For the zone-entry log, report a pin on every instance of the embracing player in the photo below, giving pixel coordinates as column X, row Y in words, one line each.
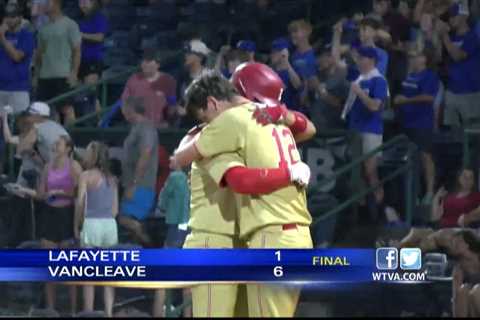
column 276, row 218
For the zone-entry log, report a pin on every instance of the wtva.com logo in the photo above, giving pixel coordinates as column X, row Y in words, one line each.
column 388, row 259
column 409, row 261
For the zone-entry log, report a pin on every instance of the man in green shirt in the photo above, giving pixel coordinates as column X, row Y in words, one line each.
column 58, row 57
column 174, row 201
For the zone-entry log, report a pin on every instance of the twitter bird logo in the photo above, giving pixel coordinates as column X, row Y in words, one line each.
column 410, row 259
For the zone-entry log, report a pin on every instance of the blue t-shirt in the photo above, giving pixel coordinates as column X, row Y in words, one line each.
column 360, row 118
column 382, row 65
column 16, row 76
column 291, row 96
column 464, row 76
column 96, row 23
column 419, row 115
column 305, row 64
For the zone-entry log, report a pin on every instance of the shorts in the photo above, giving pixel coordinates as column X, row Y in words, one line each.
column 99, row 233
column 56, row 224
column 422, row 138
column 371, row 142
column 90, row 67
column 461, row 109
column 52, row 88
column 141, row 204
column 18, row 100
column 175, row 237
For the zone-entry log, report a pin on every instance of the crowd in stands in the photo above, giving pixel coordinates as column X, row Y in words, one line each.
column 407, row 67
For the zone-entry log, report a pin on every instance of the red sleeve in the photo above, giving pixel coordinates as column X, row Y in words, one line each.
column 300, row 124
column 256, row 181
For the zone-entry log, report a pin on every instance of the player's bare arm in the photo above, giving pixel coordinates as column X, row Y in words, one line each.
column 302, row 128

» REQUIREMENT:
Rewrite all the entries above with "zone-entry log" replaced by "match-entry log" and everything else unchanged, leaving the pictures out.

» FULL ANSWER:
For the match-entry log, report a pin on every instance of the embracing player in the photo below, giving pixel coordinates as column X, row Y in words, one line each.
column 276, row 218
For the match-entry log, report a pin on every instance of the wtva.com logo in the photo above, giving pixel coordinates as column X, row Y in words, one line each.
column 388, row 259
column 409, row 261
For the match-entry log, report a pin on every instance of the man in green shirt in the photo above, giving pixel coordinates as column X, row Y in words, one line each.
column 58, row 57
column 174, row 201
For the match-entry log, report a pin on every instance of the twitter bird logo in the photo above, giving pixel coordinates as column X, row Y in words, one line each.
column 410, row 259
For the match-entry log, report a pin on every instance of the blue t-shirt in the photo above, giving pixel coordinates as column X, row Y in words, one line each.
column 360, row 118
column 382, row 65
column 16, row 76
column 291, row 96
column 464, row 76
column 96, row 23
column 419, row 115
column 305, row 64
For the match-entry log, report a pin on every instance of the shorts in the photo above, giving pixel coordinates as column X, row Y in words, one line each.
column 99, row 233
column 56, row 224
column 422, row 138
column 371, row 142
column 90, row 67
column 461, row 109
column 52, row 88
column 141, row 204
column 18, row 100
column 175, row 237
For the match-entry log, report a pin on every instance of the crowd in stands in the photo above, giving pixel coordinates as column X, row Y in words, one line each.
column 407, row 67
For the match-entry log, report a pin on every instance of the red sleeve in the photo above, giving pixel coordinates as column X, row Y in words, one line each.
column 300, row 124
column 256, row 181
For the match-entry log, report a pin on every instance of the player's bare arm in the photo above, giving pixel coordinates as column X, row Y in words, one line each.
column 302, row 128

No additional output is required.